#### Exercise goal:
Please copy these lines word for word.

[Pointing dataset excerpts]
>> Start

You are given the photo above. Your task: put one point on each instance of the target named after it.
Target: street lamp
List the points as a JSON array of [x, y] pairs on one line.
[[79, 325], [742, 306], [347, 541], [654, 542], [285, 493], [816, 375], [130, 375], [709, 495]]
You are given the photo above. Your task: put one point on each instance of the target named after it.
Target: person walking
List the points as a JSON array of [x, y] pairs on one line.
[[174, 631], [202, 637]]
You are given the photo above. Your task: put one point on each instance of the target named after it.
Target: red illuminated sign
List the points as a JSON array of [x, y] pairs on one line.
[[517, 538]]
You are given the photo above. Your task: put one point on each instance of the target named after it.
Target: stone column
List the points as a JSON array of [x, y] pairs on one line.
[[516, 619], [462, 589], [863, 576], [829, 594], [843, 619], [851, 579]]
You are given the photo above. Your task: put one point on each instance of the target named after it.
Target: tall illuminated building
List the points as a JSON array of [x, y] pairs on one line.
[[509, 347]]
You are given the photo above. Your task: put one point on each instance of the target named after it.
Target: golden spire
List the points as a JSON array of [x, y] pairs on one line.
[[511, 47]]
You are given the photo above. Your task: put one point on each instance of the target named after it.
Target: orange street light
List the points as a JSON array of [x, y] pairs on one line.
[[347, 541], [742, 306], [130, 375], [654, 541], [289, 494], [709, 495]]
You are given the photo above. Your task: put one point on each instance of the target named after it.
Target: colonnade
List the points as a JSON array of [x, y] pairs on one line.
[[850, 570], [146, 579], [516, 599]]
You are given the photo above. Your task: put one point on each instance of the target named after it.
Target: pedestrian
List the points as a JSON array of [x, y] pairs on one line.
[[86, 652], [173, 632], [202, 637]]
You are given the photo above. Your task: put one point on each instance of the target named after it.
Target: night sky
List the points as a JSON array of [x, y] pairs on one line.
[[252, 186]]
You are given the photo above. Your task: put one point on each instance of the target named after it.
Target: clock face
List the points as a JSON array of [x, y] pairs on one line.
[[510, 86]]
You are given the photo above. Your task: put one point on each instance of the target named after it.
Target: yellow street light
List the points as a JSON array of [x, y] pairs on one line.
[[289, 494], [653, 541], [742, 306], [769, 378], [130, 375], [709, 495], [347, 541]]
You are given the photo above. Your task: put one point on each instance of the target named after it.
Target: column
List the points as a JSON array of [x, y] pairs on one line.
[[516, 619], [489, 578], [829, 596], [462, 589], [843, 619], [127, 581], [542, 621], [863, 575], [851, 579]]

>> End

#### Output:
You are given the photo above. Your task: put one point on each instance of the target named after it.
Target: street lamp
List the points as a JSON array of [x, y] pairs on one line.
[[79, 325], [742, 306], [347, 541], [654, 542], [285, 493], [816, 375], [130, 375], [709, 495]]
You are given the photo above. Your task: put one point on each instance of the target named after it.
Target: person walking
List the points as a JSON array of [x, y] pairs on one line.
[[174, 631], [202, 637]]
You are given the photo above. Your task: put one point on each instance of the target named after it.
Target: red illuminated sign
List the points as a JSON array of [x, y] pairs on one line.
[[517, 538]]
You are given the photo above. Your task: put one point on each instance of the target named after it.
Target: stone column
List the points as a JSON array of [x, y] pairs on one line.
[[516, 619], [462, 589], [863, 576], [829, 594], [843, 619], [851, 579]]
You are given the photo above. Your task: put one point on each instance of the target named after it.
Target: tall illuminated building
List the points as a JSON array of [x, y] pairs on one line.
[[509, 347]]
You are given the photo above. Your task: put one point on each instance of the target named after it.
Target: golden spire
List the points as a JSON array of [x, y] pairs on one line.
[[511, 47]]
You are given the photo above. Your task: put one point on each instance of the target named after it.
Target: orange street light
List the points as a JSON array of [x, y] pairs on one line.
[[347, 541], [742, 306], [130, 375], [654, 541], [289, 494], [709, 495]]
You are given the photo above. Your task: put one point on each instance of the target named after it.
Target: colonnade
List the points as a JSON array of [x, y] pairs on one line.
[[850, 570], [146, 579], [516, 599]]
You are given the photo above. Your task: put one point on each instance of the target named after it.
Target: pedestrian
List the points as a JSON array of [x, y] pairs on one line.
[[86, 652], [173, 632], [202, 637]]
You are given the photo above. Your task: put one point on each instance of the target named after it.
Target: night sky
List the points as a JSON array of [x, y] pairs on one line.
[[252, 186]]
You are given the photo above. Your task: put one point on each instance of the target named after it.
Target: clock face
List the points as a JSON array of [x, y] pairs on one line.
[[510, 86]]
You are given the photo above. Your task: put one point on each instance of the target named after it.
Target: yellow street light
List the points as a JSON array of [x, y] pairs on one line.
[[289, 494], [653, 541], [742, 306], [769, 378], [130, 375], [709, 495], [347, 541]]
You are given the photo above. Your task: put one point on each instance of the target named after it.
Target: column
List the points as a JSON array of [x, y] pairs on one line.
[[516, 619], [489, 578], [829, 596], [462, 589], [843, 619], [127, 581], [542, 621], [863, 575], [851, 579]]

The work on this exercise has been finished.